===== Bloc de texte
Intervention de Laurence Harribey

Commission des affaires européennes — Réunion du 8 novembre 2018 à 8h35
Questions sociales et santé — Agence européenne de sécurité des aliments : rapport d'information proposition de résolution européenne et avis politique de mme laurence harribey et m. pierre médevielle

Photo de Laurence HarribeyLaurence Harribey, rapporteure :

L'Autorité européenne de sécurité des aliments, communément appelée EFSA, a été créée en 2002, à la suite du scandale de la « vache folle ». L'objectif était de disposer d'une agence indépendante, capable de fournir une évaluation purement scientifique des risques en matière alimentaire pour ensuite laisser les autorités politiques décider souverainement, sur le fondement de cet avis et dans le cadre d'une procédure de comitologie, des conditions de mise sur le marché.
==========
===== Données fournies
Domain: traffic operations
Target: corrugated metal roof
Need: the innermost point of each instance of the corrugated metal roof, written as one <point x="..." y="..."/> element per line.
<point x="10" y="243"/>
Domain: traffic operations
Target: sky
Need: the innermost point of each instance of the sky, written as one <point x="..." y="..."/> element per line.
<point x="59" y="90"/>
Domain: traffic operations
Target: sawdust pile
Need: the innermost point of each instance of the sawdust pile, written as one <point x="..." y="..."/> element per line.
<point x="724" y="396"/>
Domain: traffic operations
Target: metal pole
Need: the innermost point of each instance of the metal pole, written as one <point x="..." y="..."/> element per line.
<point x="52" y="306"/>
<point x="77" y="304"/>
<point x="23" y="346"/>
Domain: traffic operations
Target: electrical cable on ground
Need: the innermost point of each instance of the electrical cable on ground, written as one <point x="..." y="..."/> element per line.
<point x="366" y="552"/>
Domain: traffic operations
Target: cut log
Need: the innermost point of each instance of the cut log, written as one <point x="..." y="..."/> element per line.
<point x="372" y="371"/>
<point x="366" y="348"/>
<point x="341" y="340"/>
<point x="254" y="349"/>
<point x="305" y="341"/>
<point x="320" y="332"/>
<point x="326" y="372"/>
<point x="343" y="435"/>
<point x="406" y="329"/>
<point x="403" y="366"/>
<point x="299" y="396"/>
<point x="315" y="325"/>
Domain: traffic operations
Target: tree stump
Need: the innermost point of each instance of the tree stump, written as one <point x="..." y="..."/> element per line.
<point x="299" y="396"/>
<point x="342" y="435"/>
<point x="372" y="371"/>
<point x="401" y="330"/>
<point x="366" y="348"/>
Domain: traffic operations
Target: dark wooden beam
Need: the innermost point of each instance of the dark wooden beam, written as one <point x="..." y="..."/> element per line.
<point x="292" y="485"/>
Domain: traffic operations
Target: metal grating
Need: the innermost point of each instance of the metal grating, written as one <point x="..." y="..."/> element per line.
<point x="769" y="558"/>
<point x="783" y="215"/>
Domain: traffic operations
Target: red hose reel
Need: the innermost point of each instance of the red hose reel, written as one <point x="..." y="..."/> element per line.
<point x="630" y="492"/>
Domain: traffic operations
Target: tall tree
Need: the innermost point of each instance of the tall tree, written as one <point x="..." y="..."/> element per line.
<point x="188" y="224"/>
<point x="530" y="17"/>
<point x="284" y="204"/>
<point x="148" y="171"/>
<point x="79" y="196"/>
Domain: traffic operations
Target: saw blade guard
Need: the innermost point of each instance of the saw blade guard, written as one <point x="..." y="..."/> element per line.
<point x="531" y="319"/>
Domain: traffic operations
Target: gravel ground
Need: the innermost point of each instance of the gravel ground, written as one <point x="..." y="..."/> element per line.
==========
» **Consignes**:
A. Relevez dans l'intervention les trois documents présentés par Mme Laurence Harribey et M. Pierre Médevielle.
B. Répondez d'après l'intervention :
(i) À quelle heure a commencé la réunion de la commission ?
(ii) En quelle année l'EFSA a-t-elle été créée ?
(iii) À la suite de quel scandale a-t-elle été créée ?

» **Réponses dans l'ordre**:
A.
rapport d'information
proposition de résolution européenne
avis politique

B.
(i) À 8h35.
(ii) En 2002.
(iii) Le scandale de la « vache folle ».